§ TEXT SECTION
How many times have I spoken those words? As a Christian I understand how crucial God’s grace is, how pivotal it is in our lives as well as the history of the world. As a Christian I know I am saved by His grace. I know Jesus Christ came to this earth, fully human and fully God freely giving up His life for the world. This is the foundation of Christianity. It is the foundation of my life. But now, I find it difficult to speak those words.
How can I say it is by God’s grace Joshua is alive and happy and well today when the flip side to that statement is God’s grace didn’t cover Paul’s family or Maggie May’s or Rachel’s or Taylor’s or Lexie’s or David’s or Jackson’s or John’s or Kory’s or most recently…Labri’s? (I could go on and on with names here)
Why didn’t God’s grace fall on these children and their families? Why do their parent’s arms ache to hold them one more time? Or long to hear their laughter? Rachel’s mom often writes, “We have a Rachel shaped hole in our hearts?”
Just two weeks after his death, Paul’s mom wrote “I’ve been trying to find a word to describe how I feel, and the best one I can come up with is: Raw. I feel freshly wounded, but without hope of the wound being healed. It’s an interesting place: I can’t be healed (on earth) by being reunited with Paul, but I don’t want to be healed without him. Healing would mean that somehow I’ve “gotten over” Paul. I’d rather hurt for the rest of my life.” She knows she will be reunited with Paul in heaven, but it’s the here and now, the aching and sorrow and tears and “rawness” that must be endured today.
So where is God’s grace for these broken parents?
I’ve decided, it must be a different kind of grace. As I read their websites, talk with them and watch them, I see a kind of grace that gets them through each day. I see a kind of grace that gives them strength to somehow go forward, to suffer, longing for the day of their reunion with their child in eternity. I see a different kind of grace, which propels them into taking great action in their child’s name, honoringthem. I see a different kind of grace where memories comfort their forever damaged hearts. There will be no perfect wholeness for any of us, until heaven.
So, how can I celebrate God’s graciousness of my son’s life here on earth, right now, while grieving the loss and seeming lack of grace for yet another child who has died of cancer? I guess I’m asking, why the death of one and the life of another?
By God’s grace… I will be attending Labri Dirkse’s memorial service this Saturday. She was twelve years old.

§ RECORD EXTRACTS

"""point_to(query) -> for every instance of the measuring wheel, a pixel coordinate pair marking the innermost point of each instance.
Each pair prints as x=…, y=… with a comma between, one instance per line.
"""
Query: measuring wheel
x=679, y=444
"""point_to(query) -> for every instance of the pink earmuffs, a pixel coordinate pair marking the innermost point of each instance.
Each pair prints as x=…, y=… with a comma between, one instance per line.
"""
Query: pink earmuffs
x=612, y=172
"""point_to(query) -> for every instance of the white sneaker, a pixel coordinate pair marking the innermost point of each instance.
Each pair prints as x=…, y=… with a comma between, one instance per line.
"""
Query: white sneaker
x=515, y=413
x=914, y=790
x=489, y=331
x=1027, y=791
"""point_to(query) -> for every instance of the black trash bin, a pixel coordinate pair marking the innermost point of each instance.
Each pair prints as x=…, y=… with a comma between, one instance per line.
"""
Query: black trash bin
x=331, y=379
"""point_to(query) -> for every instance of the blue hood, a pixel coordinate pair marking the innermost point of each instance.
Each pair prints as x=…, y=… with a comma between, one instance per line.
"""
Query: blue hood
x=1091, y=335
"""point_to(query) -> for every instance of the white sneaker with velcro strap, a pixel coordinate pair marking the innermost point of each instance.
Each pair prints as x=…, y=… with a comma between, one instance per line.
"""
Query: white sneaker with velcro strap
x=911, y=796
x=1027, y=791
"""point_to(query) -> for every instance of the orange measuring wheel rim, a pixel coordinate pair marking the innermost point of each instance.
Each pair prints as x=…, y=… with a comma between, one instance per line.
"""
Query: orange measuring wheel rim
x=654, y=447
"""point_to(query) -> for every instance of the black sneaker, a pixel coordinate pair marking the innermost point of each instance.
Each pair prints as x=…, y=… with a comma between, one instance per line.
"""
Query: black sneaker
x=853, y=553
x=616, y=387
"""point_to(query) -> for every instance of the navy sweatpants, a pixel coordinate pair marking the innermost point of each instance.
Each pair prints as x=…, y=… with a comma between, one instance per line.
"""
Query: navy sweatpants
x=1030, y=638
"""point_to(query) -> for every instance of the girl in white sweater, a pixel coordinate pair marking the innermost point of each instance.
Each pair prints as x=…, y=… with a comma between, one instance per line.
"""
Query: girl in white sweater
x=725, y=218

§ TASK REQUIREMENTS
From the reflection on God's grace above, extract the passage starting at "How many times" and ending at "speak those words.", copied word for word.

§ TASK OUTPUT
How many times have I spoken those words? As a Christian I understand how crucial God’s grace is, how pivotal it is in our lives as well as the history of the world. As a Christian I know I am saved by His grace. I know Jesus Christ came to this earth, fully human and fully God freely giving up His life for the world. This is the foundation of Christianity. It is the foundation of my life. But now, I find it difficult to speak those words.